Write out all of the data below line for line, with no changes.

........

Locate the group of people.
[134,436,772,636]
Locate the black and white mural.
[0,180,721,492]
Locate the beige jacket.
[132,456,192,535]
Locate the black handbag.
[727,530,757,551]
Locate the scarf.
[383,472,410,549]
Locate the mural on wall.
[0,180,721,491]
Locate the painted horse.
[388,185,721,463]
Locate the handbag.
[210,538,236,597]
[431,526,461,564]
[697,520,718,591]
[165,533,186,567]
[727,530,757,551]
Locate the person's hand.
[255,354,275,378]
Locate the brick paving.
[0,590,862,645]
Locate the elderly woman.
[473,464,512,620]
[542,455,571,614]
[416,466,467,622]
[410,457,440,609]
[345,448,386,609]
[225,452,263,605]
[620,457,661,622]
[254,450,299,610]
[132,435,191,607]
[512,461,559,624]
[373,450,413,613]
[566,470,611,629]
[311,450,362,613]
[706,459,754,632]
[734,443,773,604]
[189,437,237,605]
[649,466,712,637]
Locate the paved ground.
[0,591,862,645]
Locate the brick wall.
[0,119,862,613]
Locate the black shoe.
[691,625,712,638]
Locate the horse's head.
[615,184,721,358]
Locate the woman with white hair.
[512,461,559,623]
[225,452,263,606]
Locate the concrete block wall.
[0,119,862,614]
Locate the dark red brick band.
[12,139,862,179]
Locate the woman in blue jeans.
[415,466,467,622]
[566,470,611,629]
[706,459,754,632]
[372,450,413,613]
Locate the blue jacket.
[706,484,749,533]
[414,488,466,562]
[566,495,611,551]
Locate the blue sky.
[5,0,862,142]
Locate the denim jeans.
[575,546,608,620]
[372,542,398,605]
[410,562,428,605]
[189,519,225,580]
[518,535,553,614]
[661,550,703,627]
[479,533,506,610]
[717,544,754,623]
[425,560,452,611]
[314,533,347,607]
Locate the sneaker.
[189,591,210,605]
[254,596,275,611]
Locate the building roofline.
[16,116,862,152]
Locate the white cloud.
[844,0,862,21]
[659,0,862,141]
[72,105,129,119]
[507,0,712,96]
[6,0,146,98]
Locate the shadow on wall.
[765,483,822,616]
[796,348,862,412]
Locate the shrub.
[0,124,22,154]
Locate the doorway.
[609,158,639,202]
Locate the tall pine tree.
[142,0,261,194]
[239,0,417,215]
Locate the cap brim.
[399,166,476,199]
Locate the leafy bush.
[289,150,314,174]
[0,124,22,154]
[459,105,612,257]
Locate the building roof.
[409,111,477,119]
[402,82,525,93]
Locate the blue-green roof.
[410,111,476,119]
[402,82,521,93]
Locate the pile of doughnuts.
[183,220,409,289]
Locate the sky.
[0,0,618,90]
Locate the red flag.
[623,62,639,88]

........

**Result**
Locate the group of people.
[134,436,772,636]
Locate the black and white mural.
[0,180,721,492]
Locate the beige jacket.
[132,456,192,535]
Locate the black handbag.
[727,530,757,551]
Locate the scarf.
[383,472,410,549]
Locate the mural on wall.
[0,180,721,491]
Locate the painted horse.
[388,185,721,463]
Locate the handbag.
[210,538,236,597]
[431,526,461,564]
[697,520,718,591]
[165,533,186,567]
[727,530,757,551]
Locate the person's hand.
[255,354,275,378]
Locate the brick paving.
[0,590,862,645]
Locate the elderly woman.
[473,464,512,620]
[542,455,571,614]
[416,466,467,622]
[410,457,440,609]
[345,448,386,609]
[225,452,263,605]
[620,457,661,622]
[254,450,299,610]
[132,435,191,607]
[512,461,559,624]
[373,450,413,613]
[566,470,611,629]
[311,450,362,613]
[706,459,754,632]
[734,443,773,604]
[189,437,237,605]
[649,466,712,637]
Locate the paved ground.
[0,591,862,645]
Locate the brick wall.
[0,119,862,613]
Locate the black shoe.
[691,625,712,638]
Locate the horse's head.
[615,184,721,358]
Locate the woman with white hair.
[512,461,559,623]
[225,452,263,606]
Locate the concrete block wall.
[0,119,862,614]
Locate the dark red brick band.
[12,139,862,179]
Locate the woman in blue jeans.
[415,466,467,622]
[566,470,611,629]
[706,459,754,632]
[372,450,413,613]
Locate the blue jacket.
[706,484,749,533]
[414,488,466,562]
[566,495,611,551]
Locate the blue sky.
[5,0,862,142]
Locate the denim jeans.
[575,546,608,620]
[372,542,398,605]
[410,562,428,605]
[189,519,225,580]
[518,535,553,614]
[661,550,703,627]
[479,533,506,610]
[717,544,754,623]
[425,560,452,611]
[314,533,347,607]
Locate the sneaker.
[189,591,210,605]
[254,596,275,611]
Locate the building roofline.
[16,116,862,152]
Locate the white cloud.
[844,0,862,21]
[659,0,862,141]
[72,105,129,119]
[507,0,712,96]
[6,0,146,98]
Locate the shadow on wall.
[765,483,822,616]
[796,348,862,412]
Locate the shrub.
[0,124,22,154]
Locate the doorway.
[609,158,639,202]
Locate the tall pine tree.
[142,0,261,194]
[239,0,417,215]
Locate the cap brim.
[399,166,476,199]
Locate the leafy bush.
[289,150,314,174]
[0,124,22,154]
[459,105,612,257]
Locate the building roof.
[409,111,477,119]
[402,82,525,93]
Locate the blue-green roof.
[410,111,476,119]
[402,82,521,93]
Locate the pile of doughnuts.
[183,220,409,289]
Locate the sky.
[0,0,618,90]
Locate the red flag.
[623,62,639,88]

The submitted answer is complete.